_Exercise aim_: Please print the full listing exactly.

# Material shown start

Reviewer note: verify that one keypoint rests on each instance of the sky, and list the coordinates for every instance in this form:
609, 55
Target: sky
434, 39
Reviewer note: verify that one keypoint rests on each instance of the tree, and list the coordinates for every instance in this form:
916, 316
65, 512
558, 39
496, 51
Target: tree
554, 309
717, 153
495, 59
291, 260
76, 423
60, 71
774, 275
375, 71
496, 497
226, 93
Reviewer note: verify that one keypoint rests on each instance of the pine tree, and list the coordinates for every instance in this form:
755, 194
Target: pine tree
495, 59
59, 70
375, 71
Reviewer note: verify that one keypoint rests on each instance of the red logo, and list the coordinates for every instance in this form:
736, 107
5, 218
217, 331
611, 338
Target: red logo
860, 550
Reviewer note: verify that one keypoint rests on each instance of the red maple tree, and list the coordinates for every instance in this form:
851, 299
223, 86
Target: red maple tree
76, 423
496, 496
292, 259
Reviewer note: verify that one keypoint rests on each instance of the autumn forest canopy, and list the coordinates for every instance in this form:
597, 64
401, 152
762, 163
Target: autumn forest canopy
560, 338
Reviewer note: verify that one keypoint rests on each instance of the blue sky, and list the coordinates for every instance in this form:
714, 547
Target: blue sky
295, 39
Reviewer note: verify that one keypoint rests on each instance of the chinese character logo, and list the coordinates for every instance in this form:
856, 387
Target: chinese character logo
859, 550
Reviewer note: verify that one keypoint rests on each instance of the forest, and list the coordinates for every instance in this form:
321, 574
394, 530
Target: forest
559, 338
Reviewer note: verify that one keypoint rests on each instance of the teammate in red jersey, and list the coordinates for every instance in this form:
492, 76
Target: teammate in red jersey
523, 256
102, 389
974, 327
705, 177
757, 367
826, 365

# Material shown end

_Problem solution_:
Reviewer note: verify that one keypoint rests on each instance of the sky, and list the coordinates for every instance in this form:
609, 55
Target: sky
434, 39
Reviewer note: verify that one keypoint rests on each instance of the tree, and list the coordinates for every instance in this form:
916, 316
65, 512
558, 39
496, 51
Target: tree
554, 309
717, 153
495, 59
291, 260
76, 423
60, 71
774, 275
375, 71
496, 497
226, 93
Reviewer note: verify that one keypoint rests on each instance of the pine tree, and list the coordinates for every instance in this form:
755, 194
Target: pine tree
495, 59
59, 70
375, 71
Reviewer note: verify that one keypoint rests on each instance of the red logo, and list the coordinates for every instance in this form:
736, 107
5, 218
217, 331
611, 338
Target: red logo
860, 550
Reviewer note: verify that one keypoint rests on each instance of the red maple tree, and list the coordinates for every instance in this form:
851, 299
223, 86
Target: red maple tree
76, 423
496, 496
292, 259
Reviewer note: verify that one keypoint rests on each instance of the autumn forest canopy, and list the coordinates for every instance in this form:
597, 64
401, 152
762, 163
Target: autumn forest canopy
560, 338
Reviewer note: verify that one keypoint rests on each instance of the blue sky, and list the coordinates for every instance in this form:
714, 547
Target: blue sky
295, 39
Reviewer note: verify that one keypoint rests on each instance of the chinese character logo, and list the coordinates for every instance in this form:
856, 387
Target: chinese character logo
859, 550
Reviewer note: verify that one keypoint rests on each instance of the forest, and list the coordinates for every instance in this form:
321, 574
394, 530
Target: forest
559, 338
Reviewer note: verify that one keypoint rests on each instance of the teammate in red jersey, and list the coordinates for every instance in this form:
492, 76
Target: teammate in red jersey
523, 256
102, 389
974, 327
705, 177
757, 367
826, 365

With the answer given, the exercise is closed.